(Natural language region descriptions)

■ ■ ■ ■

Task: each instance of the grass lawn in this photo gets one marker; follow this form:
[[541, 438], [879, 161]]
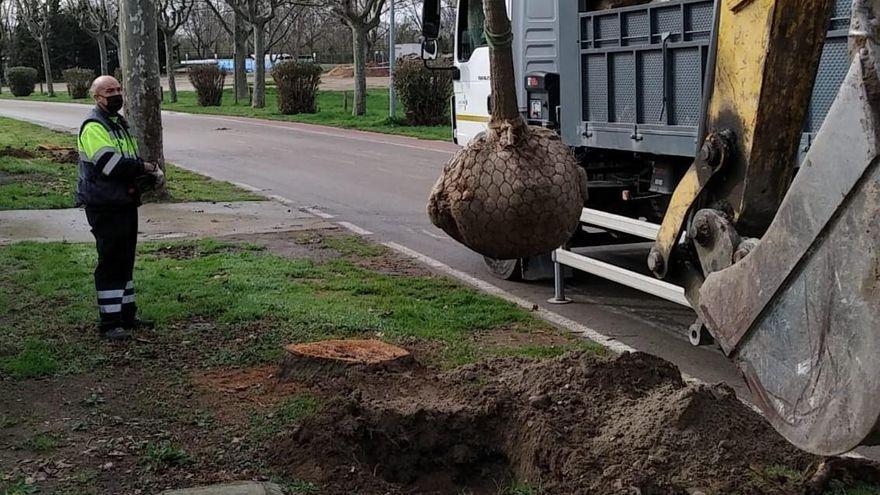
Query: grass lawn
[[243, 291], [331, 112], [193, 401], [37, 180]]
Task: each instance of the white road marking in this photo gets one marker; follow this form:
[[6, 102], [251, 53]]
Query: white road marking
[[323, 133], [246, 187], [318, 213], [435, 236], [354, 228]]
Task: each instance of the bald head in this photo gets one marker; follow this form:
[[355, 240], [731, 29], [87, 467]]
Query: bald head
[[103, 83], [105, 90]]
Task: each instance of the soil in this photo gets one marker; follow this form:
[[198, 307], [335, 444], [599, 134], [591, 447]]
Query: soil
[[17, 152], [577, 424], [60, 154]]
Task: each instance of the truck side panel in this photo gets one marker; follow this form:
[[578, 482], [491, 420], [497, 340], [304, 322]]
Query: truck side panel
[[632, 78]]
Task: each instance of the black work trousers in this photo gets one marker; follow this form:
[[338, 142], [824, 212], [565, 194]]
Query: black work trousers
[[115, 231]]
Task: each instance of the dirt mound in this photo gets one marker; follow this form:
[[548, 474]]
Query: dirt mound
[[577, 424], [16, 152], [60, 154]]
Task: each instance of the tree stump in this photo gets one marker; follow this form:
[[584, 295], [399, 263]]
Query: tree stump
[[305, 362]]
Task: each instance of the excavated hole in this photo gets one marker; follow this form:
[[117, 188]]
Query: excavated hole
[[449, 452]]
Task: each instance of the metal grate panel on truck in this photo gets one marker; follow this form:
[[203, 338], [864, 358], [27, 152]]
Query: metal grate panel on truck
[[642, 71]]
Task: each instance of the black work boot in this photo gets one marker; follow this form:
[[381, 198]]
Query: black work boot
[[117, 334]]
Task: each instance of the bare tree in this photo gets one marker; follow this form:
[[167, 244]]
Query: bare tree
[[37, 16], [99, 19], [238, 30], [203, 31], [361, 16], [6, 27], [258, 13], [305, 30], [411, 13], [139, 54], [172, 15]]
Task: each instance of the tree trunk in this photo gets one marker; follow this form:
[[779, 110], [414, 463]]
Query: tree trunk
[[359, 44], [47, 68], [260, 65], [169, 67], [504, 102], [139, 54], [102, 49], [239, 69]]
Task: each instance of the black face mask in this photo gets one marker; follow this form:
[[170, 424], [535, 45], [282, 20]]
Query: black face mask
[[114, 103]]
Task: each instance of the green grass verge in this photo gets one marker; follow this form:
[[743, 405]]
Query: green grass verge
[[43, 183], [331, 112], [255, 301]]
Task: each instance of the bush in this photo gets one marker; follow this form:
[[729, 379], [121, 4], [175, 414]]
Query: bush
[[21, 80], [208, 80], [424, 93], [78, 82], [297, 84]]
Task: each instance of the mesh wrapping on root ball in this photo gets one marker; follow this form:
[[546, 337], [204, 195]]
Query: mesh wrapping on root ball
[[514, 191]]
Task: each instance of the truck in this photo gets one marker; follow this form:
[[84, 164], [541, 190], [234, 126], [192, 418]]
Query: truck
[[624, 87], [737, 143]]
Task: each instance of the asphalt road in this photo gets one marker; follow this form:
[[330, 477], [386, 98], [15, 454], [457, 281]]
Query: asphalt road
[[380, 183]]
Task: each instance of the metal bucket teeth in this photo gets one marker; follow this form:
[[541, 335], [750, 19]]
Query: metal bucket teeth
[[801, 313]]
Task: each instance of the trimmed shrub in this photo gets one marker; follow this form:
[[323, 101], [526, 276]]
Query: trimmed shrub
[[297, 84], [208, 80], [424, 93], [21, 80], [78, 82]]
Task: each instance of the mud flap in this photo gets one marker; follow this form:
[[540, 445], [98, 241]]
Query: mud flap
[[801, 313]]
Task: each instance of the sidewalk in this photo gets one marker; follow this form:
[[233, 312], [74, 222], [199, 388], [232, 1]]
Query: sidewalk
[[161, 221]]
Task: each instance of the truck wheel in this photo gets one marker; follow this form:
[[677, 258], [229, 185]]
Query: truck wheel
[[504, 269], [698, 335]]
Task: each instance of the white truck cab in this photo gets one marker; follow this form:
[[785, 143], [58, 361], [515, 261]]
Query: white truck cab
[[535, 51]]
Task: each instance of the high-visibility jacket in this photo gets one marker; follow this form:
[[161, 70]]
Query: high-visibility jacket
[[108, 162]]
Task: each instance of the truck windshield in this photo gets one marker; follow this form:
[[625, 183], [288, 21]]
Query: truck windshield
[[470, 28]]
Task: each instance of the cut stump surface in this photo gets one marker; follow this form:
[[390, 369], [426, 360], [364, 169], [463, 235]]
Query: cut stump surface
[[304, 362]]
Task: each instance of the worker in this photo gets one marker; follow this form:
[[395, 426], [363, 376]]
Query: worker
[[111, 178]]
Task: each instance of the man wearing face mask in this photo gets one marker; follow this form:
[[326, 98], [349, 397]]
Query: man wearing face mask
[[110, 177]]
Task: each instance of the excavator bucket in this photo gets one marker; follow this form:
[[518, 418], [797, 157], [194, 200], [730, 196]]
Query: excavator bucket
[[800, 313]]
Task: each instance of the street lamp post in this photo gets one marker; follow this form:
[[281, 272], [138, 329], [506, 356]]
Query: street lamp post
[[392, 58]]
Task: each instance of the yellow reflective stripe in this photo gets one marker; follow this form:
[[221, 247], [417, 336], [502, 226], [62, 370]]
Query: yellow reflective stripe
[[93, 138]]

■ ■ ■ ■

» TASK DETAILS
Transcribe the records verbatim and omit the images.

» EXERCISE RESULT
Task: each instance of the grass lawn in this photo gets one marker; follow this form:
[[541, 438], [879, 161]]
Query: grass lawn
[[243, 291], [331, 112], [193, 401], [37, 180]]
Task: each instance of the white road marking in this photo gets one marker; follow this form:
[[6, 102], [251, 53]]
Query: white road marking
[[323, 133], [246, 187], [318, 213], [435, 236], [354, 228]]
Task: each instance of the bald head in this photo gets one marker; follow this form:
[[355, 240], [731, 29], [87, 467]]
Query: bald head
[[103, 83], [105, 90]]
Task: each instance of the soil in this photo gets one marker; follow this form:
[[198, 307], [335, 444], [599, 134], [591, 447]]
Query: soil
[[17, 152], [577, 424], [60, 154]]
Task: each instance of the truck side panel in this photo gets one marker; follow this form:
[[578, 482], [491, 420], [497, 340], [304, 322]]
Query: truck side panel
[[632, 78]]
Task: each instance of the black work trousers in this photo gets one marker; follow this form:
[[338, 142], [824, 212], [565, 194]]
Query: black work trousers
[[115, 231]]
Task: each instance of the dirt mound in this photo gets one marker; follow this form:
[[548, 474]]
Query: dirt mound
[[577, 424], [16, 152], [60, 154]]
Task: each instance of the tree stump in this photo gets one marker; follow this form:
[[584, 295], [399, 263]]
Query: tree stump
[[305, 362]]
Task: each instance of the excavated hole in this photo gets one marker; follow this form:
[[117, 188]]
Query: excavated hole
[[449, 452]]
Task: each instance of the metal grate panel on truck in this photo gets one marker; follow this form:
[[203, 338], [864, 358], [27, 152]]
Query: metal grate panel on truck
[[642, 71]]
Task: each instance of the black work boot in this photo gets one marker; follow this form:
[[381, 198]]
Query: black work boot
[[117, 334]]
Task: each instance of the bare tree in this photo gets one marker; follow this form:
[[167, 244]]
Query: bare tree
[[37, 16], [99, 19], [238, 30], [203, 31], [361, 16], [6, 27], [258, 13], [305, 30], [411, 13], [139, 54], [172, 15]]
Task: each instance of the tree trunk in this photo gets one marker; follow this form:
[[779, 110], [414, 463]]
Query: tree trunk
[[359, 44], [47, 68], [260, 65], [169, 67], [504, 102], [139, 54], [102, 49], [239, 69]]
Task: each instance of the black face mask in this photo gets one marker; follow this form:
[[170, 424], [535, 45], [282, 20]]
Query: black face mask
[[114, 103]]
Task: each instance of the green grass verge in this photo gets one marker; follow this form:
[[743, 405]]
Query: green grass verge
[[43, 183], [331, 112], [255, 301]]
Task: each instance of the bush in this photo gets one marker; follow this form:
[[729, 379], [121, 4], [175, 414]]
Query: bush
[[21, 80], [208, 80], [424, 93], [78, 82], [297, 84]]
Task: each instance of the mesh wrapping on root ball in this photo gets one marker; follow this form:
[[546, 337], [204, 195]]
Query: mesh wrapping on root ball
[[514, 191]]
Task: each instance of the truck in this photo gets one marker; follow this form:
[[84, 164], [541, 190], [234, 126], [192, 418]]
Query: truck
[[624, 87], [737, 143]]
Task: each instance of the asphalt road in this photo gets one marker; follow this form:
[[330, 477], [386, 98], [15, 454], [457, 281]]
Query: asphalt road
[[380, 183]]
Task: each instance of the metal bucket teeth in this photo gets one marker; follow this form:
[[541, 335], [750, 19]]
Query: metal bucket teeth
[[801, 313]]
Task: each instance of the trimmed shrub in this photo gets one marker; follow this form:
[[323, 101], [526, 276]]
Query: trimmed shrub
[[297, 84], [208, 80], [424, 93], [21, 80], [78, 82]]
Task: each instance of the mud flap in this photo gets one marker; follow this form:
[[540, 445], [98, 241]]
Query: mud flap
[[801, 313]]
Task: each instance of the sidewalk in this photo gets one marker; follow this form:
[[233, 312], [74, 222], [199, 388], [232, 1]]
Query: sidewalk
[[161, 221]]
Task: each instance of the truck wheel in this photo gets one marker; follow this form:
[[677, 258], [229, 185]]
Query: truck wheel
[[504, 269], [698, 335]]
Task: each instance of the white truck cab in this photo gets one marker; follow this form:
[[785, 143], [58, 361], [515, 261]]
Query: white truck cab
[[535, 51]]
Task: each instance of the high-visibility jacket in this photo gets one marker; follow this form:
[[161, 70]]
Query: high-visibility jacket
[[108, 162]]
Task: each instance of the truck windshield in this photo gets one marker; follow this form:
[[625, 183], [288, 21]]
Query: truck windshield
[[470, 28]]
Task: each instance of the cut stump surface in this photo gets one marker; follow this form:
[[390, 369], [426, 360], [364, 169], [463, 235]]
Query: cut stump surface
[[304, 362]]
Task: each instance of the worker in this photo gets one marker; follow this form:
[[395, 426], [363, 376]]
Query: worker
[[111, 178]]
Task: each instance of the man wearing face mask in this photo gets one marker; follow this form:
[[326, 98], [349, 397]]
Query: man wearing face mask
[[110, 177]]
Task: each instance of the excavator bucket in this photo gets one marker; follow this form:
[[518, 418], [797, 157], [194, 200], [730, 196]]
Query: excavator bucket
[[800, 313]]
Task: each instance of the street lamp post in this photo gets one marker; follow this form:
[[281, 272], [138, 329], [506, 356]]
Query: street lamp post
[[392, 58]]
Task: each instance of the yellow reflective stripe in this photo gets one marker; follow this form:
[[221, 247], [417, 336], [502, 226], [62, 370]]
Query: yellow reflective stripe
[[93, 138]]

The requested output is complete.